Work task A: Copy from the passage on US support for Saudi Arabia's war in Yemen the portion starting at "Still, the offensive" and ending at "dissuade further assaults.".
Work task B: Continue the passage on US military support for Saudi Arabia's war in Yemen, beginning directly after its final sentence.

Provided text:
════════
“In February, President Joe Biden announced that he was ending America’s “offensive” support for Saudi Arabia’s war in Yemen, six years into the conflict that has killed around 230,000 people and triggered the world’s worst humanitarian crisis.
Instead, the US role would be limited to “defensive” operations “to support and help Saudi Arabia defend its sovereignty and its territorial integrity and its people.”
There’s just one problem: The line between “offensive” and “defensive” support is murky, and critics argue even the limited support the US is providing still helps Riyadh carry out its offensive bombing campaign in Yemen.”
“Biden’s policy sounds straightforward enough. For the past few months, the US made a clean break and no longer provides assistance to Riyadh’s ongoing strikes inside Yemen, right?
Not quite. That’s because the “defensive” support the US is still providing includes greenlighting the servicing of Saudi aircraft.
Multiple US defense officials and experts acknowledged that, through a US government process, the Saudi government pays commercial contractors to maintain and service their aircraft, and those contractors keep Saudi warplanes in the air. What the Saudis do with those fighter jets, however, is up to them.
The US could cancel those contracts at any time, thus effectively grounding the Saudi Air Force, but doing so would risk losing Riyadh as a key regional partner.”
“Riyadh, with its own money and at no cost to the US taxpayer, uses a US government program to procure maintenance for its warplanes. (That service likely was included when the Saudis bought the American-made warplanes.) It may not be the US military providing direct support, then, but the service was still greenlit by the US.”
“Saudi Arabia doesn’t have an Offensive Air Force and a Defensive Air Force. It just has the one aerial service that the US supports.
Still, the offensive part is relatively straightforward: The Saudis find a Houthi target inside Yemen they want to hit, and they bomb it.
But it gets more complicated when you consider what “defensive” might mean. As the Houthis continue to launch missile and drone attacks inside Saudi Arabia, Riyadh might decide to strike a few of the Houthis’ launch points to dissuade further assaults.
Would such a move be defensive or offensive? It’s unclear.
What is clear is that without the US-approved maintenance of Saudi fighters, Riyadh wouldn’t really have the option of launching such retaliatory responses. “They’d be able to fly two out of every 10 aircraft,” said Des Roches. That would give the Houthis an edge in the ongoing fight.”
“it seems likely that US-authorized contractors maintaining Saudi warplanes are indirectly involved in helping the Saudis carry out “offensive” operations, however one defines them. “If we’re servicing the planes that are fighting the war, we’re still supporting the war,” said the Democratic congressional aide. That the contract remains in place, after all, is a policy decision. The US could also decide to maintain other equipment and provide training instead of keeping Saudi aircraft in the sky.
But it’s also true that without the maintenance support, Saudi Arabia would be further exposed to all kinds of attacks from the Houthis (and others). And after nixing the contract, the decades-old ties between Washington and Riyadh might not just spiral downward but sever entirely.”
════════
Given entries:

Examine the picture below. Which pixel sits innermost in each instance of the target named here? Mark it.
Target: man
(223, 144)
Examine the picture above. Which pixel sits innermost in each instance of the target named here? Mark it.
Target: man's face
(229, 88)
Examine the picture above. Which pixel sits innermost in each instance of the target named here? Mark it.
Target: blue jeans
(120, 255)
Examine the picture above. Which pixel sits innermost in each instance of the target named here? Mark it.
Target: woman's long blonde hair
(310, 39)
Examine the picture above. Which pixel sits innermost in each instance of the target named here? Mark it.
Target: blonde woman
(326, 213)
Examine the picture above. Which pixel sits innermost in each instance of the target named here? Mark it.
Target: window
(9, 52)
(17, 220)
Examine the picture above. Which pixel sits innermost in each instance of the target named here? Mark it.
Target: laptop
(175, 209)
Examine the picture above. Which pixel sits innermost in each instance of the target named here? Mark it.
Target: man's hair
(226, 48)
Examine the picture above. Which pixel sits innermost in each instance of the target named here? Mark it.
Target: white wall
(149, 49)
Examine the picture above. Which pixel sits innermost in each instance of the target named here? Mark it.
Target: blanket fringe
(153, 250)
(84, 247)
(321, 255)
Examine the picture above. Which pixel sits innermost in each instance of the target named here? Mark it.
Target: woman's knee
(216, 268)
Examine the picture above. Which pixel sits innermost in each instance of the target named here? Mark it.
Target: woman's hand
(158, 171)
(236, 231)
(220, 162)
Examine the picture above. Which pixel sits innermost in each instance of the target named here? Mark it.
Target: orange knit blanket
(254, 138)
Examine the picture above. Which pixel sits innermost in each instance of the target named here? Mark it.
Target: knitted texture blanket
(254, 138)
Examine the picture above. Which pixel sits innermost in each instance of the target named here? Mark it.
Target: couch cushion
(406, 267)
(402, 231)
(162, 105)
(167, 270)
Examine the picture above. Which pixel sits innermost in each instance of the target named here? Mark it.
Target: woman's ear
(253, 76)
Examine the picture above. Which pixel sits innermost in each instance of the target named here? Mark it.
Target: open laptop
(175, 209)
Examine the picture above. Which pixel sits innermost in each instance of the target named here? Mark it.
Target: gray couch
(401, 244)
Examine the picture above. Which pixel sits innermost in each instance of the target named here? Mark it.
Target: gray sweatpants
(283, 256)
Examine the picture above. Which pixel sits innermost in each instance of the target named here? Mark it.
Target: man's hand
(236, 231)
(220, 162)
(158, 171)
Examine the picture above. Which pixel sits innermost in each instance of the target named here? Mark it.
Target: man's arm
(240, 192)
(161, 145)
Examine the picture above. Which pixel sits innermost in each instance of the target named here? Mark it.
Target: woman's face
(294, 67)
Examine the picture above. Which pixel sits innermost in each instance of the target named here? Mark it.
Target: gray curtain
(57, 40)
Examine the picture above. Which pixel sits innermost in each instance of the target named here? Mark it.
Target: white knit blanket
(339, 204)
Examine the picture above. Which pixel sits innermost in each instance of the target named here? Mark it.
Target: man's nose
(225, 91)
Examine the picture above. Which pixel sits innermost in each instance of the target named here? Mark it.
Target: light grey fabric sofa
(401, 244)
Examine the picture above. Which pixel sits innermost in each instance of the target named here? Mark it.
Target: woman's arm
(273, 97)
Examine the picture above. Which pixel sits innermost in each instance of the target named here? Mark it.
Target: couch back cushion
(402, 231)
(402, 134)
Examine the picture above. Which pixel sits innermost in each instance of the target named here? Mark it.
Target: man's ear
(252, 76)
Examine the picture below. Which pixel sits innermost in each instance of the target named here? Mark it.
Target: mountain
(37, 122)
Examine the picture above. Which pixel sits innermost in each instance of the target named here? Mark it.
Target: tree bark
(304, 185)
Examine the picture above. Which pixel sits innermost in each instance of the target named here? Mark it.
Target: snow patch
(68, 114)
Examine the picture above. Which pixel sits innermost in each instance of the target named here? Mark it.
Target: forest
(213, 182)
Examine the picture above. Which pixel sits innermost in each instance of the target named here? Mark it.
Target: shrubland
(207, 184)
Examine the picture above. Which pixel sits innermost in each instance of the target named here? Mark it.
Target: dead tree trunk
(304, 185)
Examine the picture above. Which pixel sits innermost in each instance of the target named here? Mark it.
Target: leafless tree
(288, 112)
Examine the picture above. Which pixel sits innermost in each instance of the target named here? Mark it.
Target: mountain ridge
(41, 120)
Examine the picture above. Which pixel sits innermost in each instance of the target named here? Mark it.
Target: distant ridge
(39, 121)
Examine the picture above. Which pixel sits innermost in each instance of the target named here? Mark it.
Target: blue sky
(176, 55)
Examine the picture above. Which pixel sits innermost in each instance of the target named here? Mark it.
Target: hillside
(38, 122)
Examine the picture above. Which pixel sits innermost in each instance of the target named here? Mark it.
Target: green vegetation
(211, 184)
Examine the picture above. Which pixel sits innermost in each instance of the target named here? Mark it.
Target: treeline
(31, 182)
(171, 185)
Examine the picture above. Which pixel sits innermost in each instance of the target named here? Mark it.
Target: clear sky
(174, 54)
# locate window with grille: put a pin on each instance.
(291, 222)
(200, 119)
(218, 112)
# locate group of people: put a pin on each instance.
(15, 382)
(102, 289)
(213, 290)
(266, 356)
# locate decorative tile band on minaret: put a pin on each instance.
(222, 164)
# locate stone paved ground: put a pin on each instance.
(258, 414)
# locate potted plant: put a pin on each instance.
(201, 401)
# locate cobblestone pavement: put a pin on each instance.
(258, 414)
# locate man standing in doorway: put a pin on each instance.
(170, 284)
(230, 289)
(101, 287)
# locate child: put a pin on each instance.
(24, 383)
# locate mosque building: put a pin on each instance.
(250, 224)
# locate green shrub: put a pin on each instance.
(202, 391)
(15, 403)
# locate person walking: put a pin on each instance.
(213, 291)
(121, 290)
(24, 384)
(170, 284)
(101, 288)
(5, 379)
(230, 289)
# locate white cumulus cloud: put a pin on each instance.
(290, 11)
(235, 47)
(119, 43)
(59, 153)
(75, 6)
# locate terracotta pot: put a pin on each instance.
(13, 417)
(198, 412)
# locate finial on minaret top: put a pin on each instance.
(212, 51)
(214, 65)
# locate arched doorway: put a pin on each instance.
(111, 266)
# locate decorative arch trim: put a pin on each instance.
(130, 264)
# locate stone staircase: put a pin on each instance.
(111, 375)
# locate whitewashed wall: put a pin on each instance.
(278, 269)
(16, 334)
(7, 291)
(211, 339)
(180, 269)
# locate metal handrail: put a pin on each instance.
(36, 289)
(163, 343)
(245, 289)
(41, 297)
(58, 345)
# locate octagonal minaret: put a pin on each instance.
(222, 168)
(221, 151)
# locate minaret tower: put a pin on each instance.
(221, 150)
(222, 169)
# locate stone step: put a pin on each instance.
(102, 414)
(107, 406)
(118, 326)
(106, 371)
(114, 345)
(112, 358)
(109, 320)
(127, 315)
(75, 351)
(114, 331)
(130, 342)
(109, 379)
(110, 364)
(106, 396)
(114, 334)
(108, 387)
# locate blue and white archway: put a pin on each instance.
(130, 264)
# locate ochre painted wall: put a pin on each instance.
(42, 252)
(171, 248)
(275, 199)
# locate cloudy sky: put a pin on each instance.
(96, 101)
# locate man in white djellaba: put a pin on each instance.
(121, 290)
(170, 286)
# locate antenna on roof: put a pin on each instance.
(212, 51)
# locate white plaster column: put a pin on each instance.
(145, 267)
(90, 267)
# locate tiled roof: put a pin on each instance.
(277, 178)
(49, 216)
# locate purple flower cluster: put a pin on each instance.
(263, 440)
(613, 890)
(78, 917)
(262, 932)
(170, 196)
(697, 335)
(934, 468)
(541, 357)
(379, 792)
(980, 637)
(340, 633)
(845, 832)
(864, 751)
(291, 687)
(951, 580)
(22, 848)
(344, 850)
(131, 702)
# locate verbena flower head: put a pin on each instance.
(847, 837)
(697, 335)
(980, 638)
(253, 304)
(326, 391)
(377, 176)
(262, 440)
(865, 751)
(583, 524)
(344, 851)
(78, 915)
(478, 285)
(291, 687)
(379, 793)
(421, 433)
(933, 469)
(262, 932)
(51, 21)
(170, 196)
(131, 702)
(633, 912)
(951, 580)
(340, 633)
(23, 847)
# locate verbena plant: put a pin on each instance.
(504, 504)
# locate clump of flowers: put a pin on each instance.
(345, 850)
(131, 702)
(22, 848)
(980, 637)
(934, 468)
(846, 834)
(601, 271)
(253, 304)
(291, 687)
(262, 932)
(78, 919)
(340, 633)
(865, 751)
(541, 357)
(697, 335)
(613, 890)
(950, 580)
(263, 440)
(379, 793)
════════
Answer box A:
Still, the offensive part is relatively straightforward: The Saudis find a Houthi target inside Yemen they want to hit, and they bomb it.
But it gets more complicated when you consider what “defensive” might mean. As the Houthis continue to launch missile and drone attacks inside Saudi Arabia, Riyadh might decide to strike a few of the Houthis’ launch points to dissuade further assaults.

Answer box B:
“Saudi Arabia, along with several other countries in the region that joined its war effort, has been fighting a war in Yemen since 2015. They’re fighting to oust the Houthis, a rebel group backed by Iran that had just overthrown Yemen’s internationally recognized government led by President Abd Rabbu Mansour Hadi.
The Saudi-led coalition, which until recently was also supported by the US, wants to return Hadi, who currently lives in exile in Saudi Arabia, to power.
When Saudi Arabia and its allies launched the war, they used military force to stop planes from landing and ships from docking in Yemen, saying such measures were necessary to stop the Houthis from smuggling in weapons, including from Iran.
But critics warned the blockade would keep much-needed food, fuel, medicine, and humanitarian aid from reaching desperate Yemenis, including millions of children, who are caught in the middle of the fighting.
That concern proved devastatingly prophetic.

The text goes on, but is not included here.